_Aufgabenstellungen_:
a) In welchem Jahr hat das Bundessozialgericht laut dem Artikel über Alkoholsucht und Berufsunfähigkeit bestätigt, dass Alkoholsucht eine Krankheit ist?
b) Greifen Sie den Artikel über Alkoholsucht und Berufsunfähigkeit an seinem Ende auf und setzen Sie ihn fort.

_Zitierter Textauszug_:
..............................

Ein Artikel von Björn Thorben M. Jöhnke, Fachanwalt für Versicherungsrecht und Partner der Kanzlei Jöhnke & Reichow Rechtsanwälte
In Deutschland wird etwa jeder vierte Erwerbstätige im Laufe seines Lebens berufsunfähig – oft durch psychische Erkrankungen oder Suchterkrankungen wie zum Beispiel der Alkoholsucht. Alkoholsucht ist eine Krankheit, was auch das Bundessozialgericht im Jahr 1968 bestätigte. Mit rund 1,6 Mio. Betroffenen gehört Alkoholsucht zu den häufigsten chronischen Erkrankungen. Doch ob eine Alkoholsucht auch zu Leistungen wegen Berufsunfähigkeit führt, ist fraglich.
Wann liegt Berufsunfähigkeit vor?

..............................

Daten der Segmentierungsmasken:
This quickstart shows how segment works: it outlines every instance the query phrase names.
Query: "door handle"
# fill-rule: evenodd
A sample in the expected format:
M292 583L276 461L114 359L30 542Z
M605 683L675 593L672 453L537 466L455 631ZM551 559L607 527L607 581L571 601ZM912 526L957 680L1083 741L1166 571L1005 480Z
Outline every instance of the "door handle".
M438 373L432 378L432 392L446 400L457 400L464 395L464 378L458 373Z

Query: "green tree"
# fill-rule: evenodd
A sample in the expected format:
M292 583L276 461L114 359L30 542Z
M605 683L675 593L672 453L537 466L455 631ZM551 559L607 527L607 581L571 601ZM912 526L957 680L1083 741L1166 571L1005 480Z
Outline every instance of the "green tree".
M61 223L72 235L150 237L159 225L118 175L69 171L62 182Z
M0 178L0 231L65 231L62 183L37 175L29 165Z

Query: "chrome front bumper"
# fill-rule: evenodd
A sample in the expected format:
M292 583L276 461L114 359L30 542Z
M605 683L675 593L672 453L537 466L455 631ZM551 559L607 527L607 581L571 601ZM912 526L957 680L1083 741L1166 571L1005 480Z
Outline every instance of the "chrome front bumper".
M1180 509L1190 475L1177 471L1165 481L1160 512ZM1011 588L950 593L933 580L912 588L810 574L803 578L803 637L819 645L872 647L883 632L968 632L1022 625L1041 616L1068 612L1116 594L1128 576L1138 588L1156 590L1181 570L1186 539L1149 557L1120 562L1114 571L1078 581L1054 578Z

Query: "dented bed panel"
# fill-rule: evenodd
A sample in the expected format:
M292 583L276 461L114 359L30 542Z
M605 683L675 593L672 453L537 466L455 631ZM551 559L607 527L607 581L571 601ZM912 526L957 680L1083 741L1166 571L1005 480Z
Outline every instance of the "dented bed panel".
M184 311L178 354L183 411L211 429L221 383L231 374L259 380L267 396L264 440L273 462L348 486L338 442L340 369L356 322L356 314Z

..............................

_Erwartete Antworten_:
a) Im Jahr 1968.

b)
Wenn man von Berufsunfähigkeit spricht, meint man eigentlich eine „bedingungsgemäße Berufsunfähigkeit“. In der Regel liegt Berufsunfähigkeit dann vor, wenn der Versicherte aus gesundheitlichen Gründen voraussichtlich dauerhaft (mindestens sechs Monate) außerstande ist, seinen zuletzt ausgeübten Beruf zu mindestens 50% auszuüben. Dabei kommt es nicht darauf an, ob der Versicherte grundsätzlich noch arbeiten kann, sondern ob er seinem konkreten Beruf – in der zuletzt ausgeübten Form – zu mindestens 50% nachgehen kann.
Alkoholsucht kann diese Voraussetzung erfüllen, etwa wenn die Erkrankung zu kognitiven Einschränkungen, körperlichen Folgeerkrankungen oder psychischen Begleiterkrankungen (z.B. Depressionen, Angststörungen) führt, die eine Berufsausübung unmöglich machen bzw. die Voraussetzungen der BU-Klausel eines Versicherungsvertrages (siehe oben) damit erfüllt sind.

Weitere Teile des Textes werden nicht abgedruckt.